---- SUPPLIED MATERIAL
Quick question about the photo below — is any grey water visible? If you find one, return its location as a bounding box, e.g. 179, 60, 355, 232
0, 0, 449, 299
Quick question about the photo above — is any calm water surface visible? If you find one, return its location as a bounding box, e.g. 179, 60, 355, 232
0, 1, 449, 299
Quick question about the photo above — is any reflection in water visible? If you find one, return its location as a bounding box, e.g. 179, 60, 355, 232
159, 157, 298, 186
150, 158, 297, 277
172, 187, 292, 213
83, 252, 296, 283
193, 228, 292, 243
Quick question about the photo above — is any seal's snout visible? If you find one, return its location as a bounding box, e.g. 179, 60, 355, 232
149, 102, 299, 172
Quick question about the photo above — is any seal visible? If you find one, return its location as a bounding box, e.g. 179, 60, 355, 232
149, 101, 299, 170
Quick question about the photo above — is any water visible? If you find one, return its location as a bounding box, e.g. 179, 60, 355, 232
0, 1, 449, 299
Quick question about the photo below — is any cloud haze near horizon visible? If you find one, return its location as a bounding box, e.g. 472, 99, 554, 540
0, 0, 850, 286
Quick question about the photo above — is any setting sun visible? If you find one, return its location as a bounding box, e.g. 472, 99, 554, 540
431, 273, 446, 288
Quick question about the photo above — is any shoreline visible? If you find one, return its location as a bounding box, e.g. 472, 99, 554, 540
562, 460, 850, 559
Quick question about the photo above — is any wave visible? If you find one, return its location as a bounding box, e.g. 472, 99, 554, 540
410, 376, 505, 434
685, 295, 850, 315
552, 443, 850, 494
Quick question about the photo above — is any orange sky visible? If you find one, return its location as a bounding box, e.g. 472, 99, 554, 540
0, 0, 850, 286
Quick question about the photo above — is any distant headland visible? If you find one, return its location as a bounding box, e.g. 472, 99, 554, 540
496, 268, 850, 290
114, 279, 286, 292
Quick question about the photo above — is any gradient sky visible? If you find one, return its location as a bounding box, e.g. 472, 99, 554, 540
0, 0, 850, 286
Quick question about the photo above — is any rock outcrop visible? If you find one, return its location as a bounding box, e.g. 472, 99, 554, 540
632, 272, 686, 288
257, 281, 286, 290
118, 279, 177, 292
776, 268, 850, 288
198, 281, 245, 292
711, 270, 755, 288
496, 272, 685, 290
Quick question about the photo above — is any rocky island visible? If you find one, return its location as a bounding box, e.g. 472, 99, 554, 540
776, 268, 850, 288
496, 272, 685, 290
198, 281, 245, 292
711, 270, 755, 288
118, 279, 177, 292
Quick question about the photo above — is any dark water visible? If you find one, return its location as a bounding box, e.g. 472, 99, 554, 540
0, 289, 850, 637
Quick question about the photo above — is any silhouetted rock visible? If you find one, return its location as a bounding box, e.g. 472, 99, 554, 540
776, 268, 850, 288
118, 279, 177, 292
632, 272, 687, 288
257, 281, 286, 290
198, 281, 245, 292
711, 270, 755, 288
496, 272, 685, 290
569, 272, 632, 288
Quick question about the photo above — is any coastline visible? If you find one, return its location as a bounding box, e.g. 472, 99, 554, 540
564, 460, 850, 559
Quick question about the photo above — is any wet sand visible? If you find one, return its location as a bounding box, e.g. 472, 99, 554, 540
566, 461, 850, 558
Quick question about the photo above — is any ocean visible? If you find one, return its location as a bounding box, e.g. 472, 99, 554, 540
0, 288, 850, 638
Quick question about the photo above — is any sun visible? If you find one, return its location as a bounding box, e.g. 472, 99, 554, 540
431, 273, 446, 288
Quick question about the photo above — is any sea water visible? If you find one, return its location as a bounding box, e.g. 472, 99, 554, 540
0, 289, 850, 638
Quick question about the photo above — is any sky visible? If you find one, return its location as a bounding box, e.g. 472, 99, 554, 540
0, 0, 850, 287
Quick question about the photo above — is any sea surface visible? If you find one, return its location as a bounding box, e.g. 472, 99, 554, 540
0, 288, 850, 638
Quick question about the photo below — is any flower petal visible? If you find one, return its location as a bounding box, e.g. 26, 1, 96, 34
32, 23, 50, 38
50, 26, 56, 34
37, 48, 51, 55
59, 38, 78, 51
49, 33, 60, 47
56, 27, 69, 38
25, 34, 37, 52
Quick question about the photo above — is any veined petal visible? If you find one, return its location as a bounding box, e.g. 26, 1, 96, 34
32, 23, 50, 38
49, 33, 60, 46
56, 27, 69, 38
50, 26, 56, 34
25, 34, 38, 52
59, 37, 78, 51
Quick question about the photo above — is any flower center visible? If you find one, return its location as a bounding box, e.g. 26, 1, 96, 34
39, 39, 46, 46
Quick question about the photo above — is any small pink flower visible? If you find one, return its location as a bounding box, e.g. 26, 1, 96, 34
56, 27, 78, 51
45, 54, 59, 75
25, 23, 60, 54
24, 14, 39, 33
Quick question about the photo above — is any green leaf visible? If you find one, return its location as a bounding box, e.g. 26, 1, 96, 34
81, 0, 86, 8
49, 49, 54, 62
--------
# [STATED EXERCISE]
Render the listing above as a JSON list of strings, with one string per line and blank lines left out.

# [FINAL ANSWER]
[
  "Quick question about the photo below — is any grey water visible? If you find one, return its location as a bounding box, e.g. 179, 60, 355, 232",
  "0, 0, 449, 299",
  "Quick question about the photo above — is any calm water surface visible? If you find one, return its location as a bounding box, e.g. 179, 60, 355, 232",
  "0, 1, 449, 299",
  "Quick question about the photo above — is any reflection in water visible? If you find one, return its location as a bounding box, e.g. 179, 60, 355, 232",
  "159, 157, 298, 186",
  "150, 158, 297, 277",
  "172, 187, 292, 213",
  "83, 252, 296, 283",
  "193, 228, 292, 243",
  "Quick question about the photo above — is any seal's snout visible? If you find one, return its location as a bounding box, e.g. 179, 60, 355, 232",
  "149, 102, 299, 172",
  "Quick question about the photo above — is any seal visible? If you find one, return its location as a bounding box, e.g. 179, 60, 355, 232",
  "149, 101, 299, 170",
  "Quick question about the photo above — is any water visible? If you find one, return its location as a bounding box, e.g. 179, 60, 355, 232",
  "0, 1, 449, 299",
  "Quick question about the photo below — is any cloud haze near horizon visible? If you find one, return its location as a bounding box, e.g. 472, 99, 554, 540",
  "0, 0, 850, 286",
  "Quick question about the photo above — is any setting sun visible? If you find one, return its location as a bounding box, e.g. 472, 99, 554, 540",
  "431, 273, 446, 288",
  "Quick question about the photo above — is any shoreline visible? If you find one, return its location as a bounding box, e.g. 472, 99, 554, 540",
  "562, 460, 850, 559",
  "Quick question about the photo above — is any wave visible? If you find one, return its location as a bounding box, e.g. 472, 99, 554, 540",
  "410, 376, 505, 434",
  "685, 295, 850, 315",
  "552, 443, 850, 494",
  "Quick question about the photo above — is any orange sky visible? If you find one, return its location as a bounding box, e.g. 472, 99, 554, 540",
  "0, 0, 850, 286",
  "Quick question about the photo above — is any distant headland visible? If you find one, return its location as a bounding box, e.g. 472, 99, 554, 540",
  "496, 268, 850, 290",
  "114, 279, 286, 292",
  "Quick question about the photo above — is any gradient sky visible? If you find one, return its location as a bounding box, e.g. 472, 99, 554, 540",
  "0, 0, 850, 286",
  "Quick question about the photo above — is any rock outcrop visible? If you find one, return its location as a bounding box, e.g. 472, 99, 554, 540",
  "632, 272, 686, 288",
  "257, 281, 286, 290",
  "118, 279, 177, 292",
  "776, 268, 850, 288",
  "198, 281, 245, 292",
  "711, 270, 755, 288",
  "496, 272, 685, 290",
  "Quick question about the photo above — is any rocky island visible? If you find one, return its location as a bounding box, e.g. 472, 99, 554, 540",
  "776, 268, 850, 288",
  "496, 272, 685, 290",
  "198, 281, 245, 292",
  "711, 270, 755, 288",
  "118, 279, 177, 292",
  "Quick question about the photo above — is any dark water visible? If you find one, return its location as a bounding box, e.g. 472, 99, 554, 540",
  "0, 289, 850, 637",
  "Quick question about the photo above — is any silhouetted rock visible? If you find one, return its location as a bounding box, e.g. 472, 99, 554, 540",
  "776, 268, 850, 288",
  "118, 279, 177, 292",
  "632, 272, 687, 288",
  "257, 281, 286, 290",
  "198, 281, 245, 292",
  "711, 270, 755, 288",
  "496, 272, 685, 290",
  "569, 272, 632, 288",
  "Quick question about the photo above — is any coastline visible? If you find one, return its location as a bounding box, e.g. 472, 99, 554, 540",
  "564, 460, 850, 559",
  "Quick question about the photo above — is any wet sand visible? If you find one, return its location as a bounding box, e.g. 472, 99, 554, 540",
  "566, 461, 850, 558",
  "Quick question about the photo above — is any ocean visible? If you find one, return its location as a bounding box, e.g. 472, 99, 554, 540",
  "0, 288, 850, 638",
  "Quick question about the photo above — is any sun visible? If you find one, return its location as a bounding box, e.g. 472, 99, 554, 540",
  "431, 273, 446, 288",
  "Quick question about the photo above — is any sea water visible? If you find one, return its location as a bounding box, e.g. 472, 99, 554, 540",
  "0, 289, 850, 638",
  "Quick question about the photo above — is any sky visible? If you find one, return its location as a bounding box, e.g. 472, 99, 554, 540",
  "0, 0, 850, 287",
  "Quick question about the photo above — is any sea surface visible? If you find one, return its location as a bounding box, e.g. 472, 99, 554, 540",
  "0, 288, 850, 638",
  "Quick question about the photo below — is any flower petal visible? If you find one, return its location as a bounding box, e.g. 26, 1, 96, 34",
  "32, 23, 50, 38",
  "50, 26, 56, 34",
  "37, 48, 51, 55",
  "59, 38, 78, 51",
  "49, 33, 60, 47",
  "56, 27, 69, 38",
  "25, 34, 37, 52",
  "Quick question about the photo above — is any veined petal visible? If you find one, return its location as a bounding box, e.g. 26, 1, 96, 34",
  "32, 23, 50, 38",
  "49, 33, 60, 46",
  "56, 27, 69, 38",
  "50, 26, 56, 34",
  "25, 34, 38, 52",
  "59, 37, 78, 51",
  "Quick question about the photo above — is any flower center visible? If you find one, return its location as a bounding box, e.g. 26, 1, 96, 34",
  "39, 39, 46, 46",
  "Quick question about the photo above — is any small pink flower visible? If you find one, return its location as a bounding box, e.g. 26, 1, 96, 34",
  "56, 27, 78, 51",
  "45, 54, 59, 75",
  "25, 23, 60, 54",
  "24, 14, 39, 33",
  "Quick question about the photo above — is any green leaf visible? If you find one, return its location as a bounding box, e.g. 26, 1, 96, 34",
  "81, 0, 86, 8",
  "49, 49, 54, 62"
]